__What is required__.
All of the entries must be reproduced exactly, with no images carried over.

++++++++

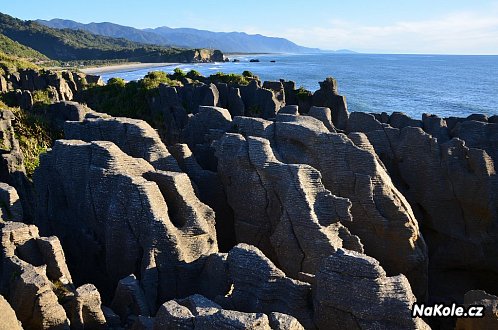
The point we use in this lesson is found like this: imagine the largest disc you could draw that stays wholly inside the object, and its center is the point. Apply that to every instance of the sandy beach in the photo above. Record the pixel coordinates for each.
(123, 67)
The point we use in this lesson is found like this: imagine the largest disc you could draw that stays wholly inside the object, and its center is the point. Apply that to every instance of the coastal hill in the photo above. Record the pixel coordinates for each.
(227, 202)
(228, 42)
(13, 48)
(77, 45)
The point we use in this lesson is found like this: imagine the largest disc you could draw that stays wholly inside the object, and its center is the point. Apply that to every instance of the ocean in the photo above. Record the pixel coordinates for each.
(445, 85)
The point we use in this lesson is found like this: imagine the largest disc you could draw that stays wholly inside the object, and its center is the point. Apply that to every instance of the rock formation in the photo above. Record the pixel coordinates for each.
(349, 168)
(38, 283)
(363, 296)
(197, 312)
(9, 318)
(328, 96)
(12, 170)
(490, 318)
(115, 215)
(259, 286)
(286, 212)
(10, 205)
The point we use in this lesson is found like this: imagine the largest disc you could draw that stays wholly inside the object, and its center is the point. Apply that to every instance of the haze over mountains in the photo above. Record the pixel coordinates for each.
(188, 38)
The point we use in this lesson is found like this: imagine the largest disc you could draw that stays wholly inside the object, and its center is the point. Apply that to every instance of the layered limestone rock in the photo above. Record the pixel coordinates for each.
(324, 115)
(9, 318)
(259, 286)
(258, 101)
(197, 312)
(286, 212)
(12, 170)
(60, 112)
(38, 283)
(453, 192)
(202, 129)
(115, 215)
(63, 84)
(134, 137)
(10, 205)
(490, 317)
(480, 135)
(85, 310)
(363, 296)
(328, 96)
(211, 192)
(169, 105)
(349, 168)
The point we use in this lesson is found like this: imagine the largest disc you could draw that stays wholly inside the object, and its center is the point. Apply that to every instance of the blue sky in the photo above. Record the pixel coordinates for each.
(380, 26)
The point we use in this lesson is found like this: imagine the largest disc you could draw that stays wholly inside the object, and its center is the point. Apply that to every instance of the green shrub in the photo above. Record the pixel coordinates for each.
(248, 74)
(194, 74)
(34, 134)
(117, 82)
(303, 94)
(229, 78)
(41, 97)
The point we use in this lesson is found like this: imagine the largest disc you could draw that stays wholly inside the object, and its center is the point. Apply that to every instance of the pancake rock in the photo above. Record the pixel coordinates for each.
(363, 296)
(286, 212)
(210, 191)
(38, 283)
(350, 168)
(9, 318)
(115, 215)
(328, 96)
(197, 312)
(490, 319)
(453, 190)
(259, 286)
(10, 205)
(12, 170)
(134, 137)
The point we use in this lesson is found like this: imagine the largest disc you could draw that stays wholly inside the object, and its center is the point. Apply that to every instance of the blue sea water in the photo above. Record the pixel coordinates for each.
(446, 85)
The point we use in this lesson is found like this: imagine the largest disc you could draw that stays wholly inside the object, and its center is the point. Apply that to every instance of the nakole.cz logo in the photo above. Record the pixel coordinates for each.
(443, 310)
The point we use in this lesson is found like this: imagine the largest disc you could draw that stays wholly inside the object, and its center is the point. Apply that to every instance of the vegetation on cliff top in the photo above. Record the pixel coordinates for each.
(131, 99)
(34, 133)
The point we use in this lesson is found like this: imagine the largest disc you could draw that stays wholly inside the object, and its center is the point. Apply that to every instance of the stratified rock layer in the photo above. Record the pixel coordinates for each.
(116, 215)
(286, 211)
(352, 291)
(349, 168)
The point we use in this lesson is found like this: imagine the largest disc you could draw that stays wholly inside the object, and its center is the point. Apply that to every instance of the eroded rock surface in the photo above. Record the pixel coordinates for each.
(363, 296)
(490, 319)
(286, 212)
(348, 168)
(115, 215)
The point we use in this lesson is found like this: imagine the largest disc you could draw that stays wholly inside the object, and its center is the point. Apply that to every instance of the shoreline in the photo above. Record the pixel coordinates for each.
(123, 67)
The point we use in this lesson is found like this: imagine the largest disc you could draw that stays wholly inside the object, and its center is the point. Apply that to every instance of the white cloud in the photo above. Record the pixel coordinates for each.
(458, 33)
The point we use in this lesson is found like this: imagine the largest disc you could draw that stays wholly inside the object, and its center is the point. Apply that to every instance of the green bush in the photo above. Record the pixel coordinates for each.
(303, 93)
(195, 75)
(116, 82)
(248, 74)
(34, 134)
(229, 78)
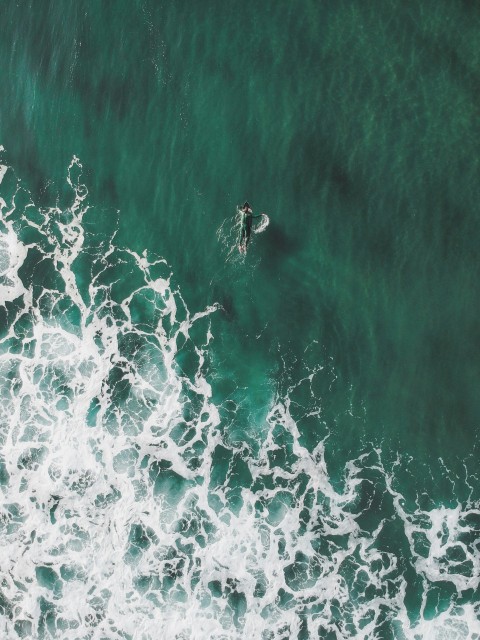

++++++++

__Task response__.
The point we use in this lesson is found like this: imagine the largest disc you could draw that stays wholly inside the object, and its center is the point. Apply that to every instance of the sandy beach in the photo above. Record the pixel coordinates for each.
(123, 67)
The point we use in this lesson is found like this: imagine the largest disc you could draw that stays wholly inside the object, and its center is the point. Apply that to every instance of the coastal hill in the photo above. Record the pixel coordinates for each.
(227, 202)
(228, 42)
(13, 48)
(77, 45)
The point we use in this lesson is found like this: imagine the largest disc you could draw that stays wholly inside the object, and its center is the point. Apply that to every instance of the ocean in the photo above. Record the pixel coordinates for each.
(445, 85)
The point we use in this lesson is found like this: imagine the largest disc you could draw that stays wholly inside the object, and its center is the point. Apply that to every instance of the rock formation in the photo above. Record the pixel coordinates for each.
(349, 168)
(38, 283)
(363, 296)
(197, 312)
(9, 318)
(328, 96)
(12, 170)
(490, 318)
(115, 215)
(259, 286)
(286, 212)
(10, 205)
The point we use in this lesson is found like this: imagine the largest disc you could draw that stays wholly inside the object, and its center is the point. Apply that to every instance of the haze over mountains in the photo above. Record the pixel coordinates for each.
(188, 38)
The point we use in this lesson is found like this: imagine the largest disc you could draw that stays wholly inside the object, and its center is the point. Apply that to every instance of the layered limestone rock in the photo above. Record the pixel coordinates for each.
(324, 115)
(9, 318)
(259, 286)
(258, 101)
(197, 312)
(286, 212)
(12, 170)
(60, 112)
(38, 283)
(453, 192)
(202, 129)
(115, 215)
(63, 84)
(134, 137)
(10, 205)
(490, 317)
(480, 135)
(85, 310)
(363, 296)
(328, 96)
(211, 192)
(169, 105)
(349, 168)
The point we use in this lesson is found like this: imagine the largest disc you could draw that stays wholly inside the object, and its center is the point. Apply that to every instance of the blue sky in the photo above. Record the pixel coordinates for each.
(380, 26)
The point we use in this lesson is found like this: imagine the largest disc you could draw that stays wholly inside the object, and its center is the point. Apply that to every instance of the green shrub in the photo above. Record the pixel coordinates for each.
(248, 74)
(194, 74)
(34, 134)
(117, 82)
(303, 94)
(229, 78)
(41, 97)
The point we use in this lesson is found like this: imagine the largest disc you could draw that stays wholly inside the object, and its center is the point. Apply that to every instance of the pancake rock in the photo above. Record the pixel coordinates for each.
(363, 296)
(286, 212)
(210, 191)
(38, 283)
(350, 168)
(9, 318)
(115, 215)
(328, 96)
(197, 312)
(490, 319)
(453, 190)
(259, 286)
(10, 205)
(12, 170)
(134, 137)
The point we use in this lesson is found like this: imagine the largest disc you could draw that stays wholly inside the object, and its center is the point. Apply that to every instance of the blue sea water in the photo above. Record the pixel coordinates for each.
(446, 85)
The point we use in this lesson is found like this: imagine the largest disc you could draw that stays wholly inside the object, and its center is the point. Apply that to every instance of the nakole.cz logo in the photo above. Record the pixel coordinates for each.
(443, 310)
The point we use in this lesson is found like this: imagine the largest disc you could draw that stays wholly inside the object, and its center is the point. Apply that to every instance of the vegetation on cliff top in the photo above. Record the pixel coordinates for each.
(131, 99)
(34, 133)
The point we use in this lesson is found like this: imagine the largest disc you could draw that stays wholly inside the object, and its center is the point. Apply that to every instance of the stratified rock layer in the photo above. Record the pixel coordinates for each.
(116, 215)
(286, 211)
(352, 291)
(349, 168)
The point we use in this lesson is found like this: imagine the largest disc you could draw that stays wholly inside the object, and its center is the point. Apply that to every instance of the eroded rock surface in the photo above. Record the pixel coordinates for each.
(363, 296)
(490, 319)
(286, 212)
(348, 168)
(115, 215)
The point we use in this lesson is found like this: imagine the largest disc you could draw that stays wholly inside the object, and its center is the point. Apply that to every instance of the shoreline in the photo above. Record the pixel coordinates for each.
(123, 67)
The point we use in this lesson is found like this: imagine the largest disc you could draw that stays wholly inside the object, and its center is the point. Apply that to every instance of the white cloud in the photo above. Record the pixel coordinates for each.
(458, 33)
The point we use in this lesson is found like this: imagine the largest disc you could draw that stays wholly inside the object, and its center is the point. Apply that to every instance of the green bush in the photo above. Record the pixel coordinates for each.
(303, 93)
(195, 75)
(116, 82)
(248, 74)
(34, 134)
(229, 78)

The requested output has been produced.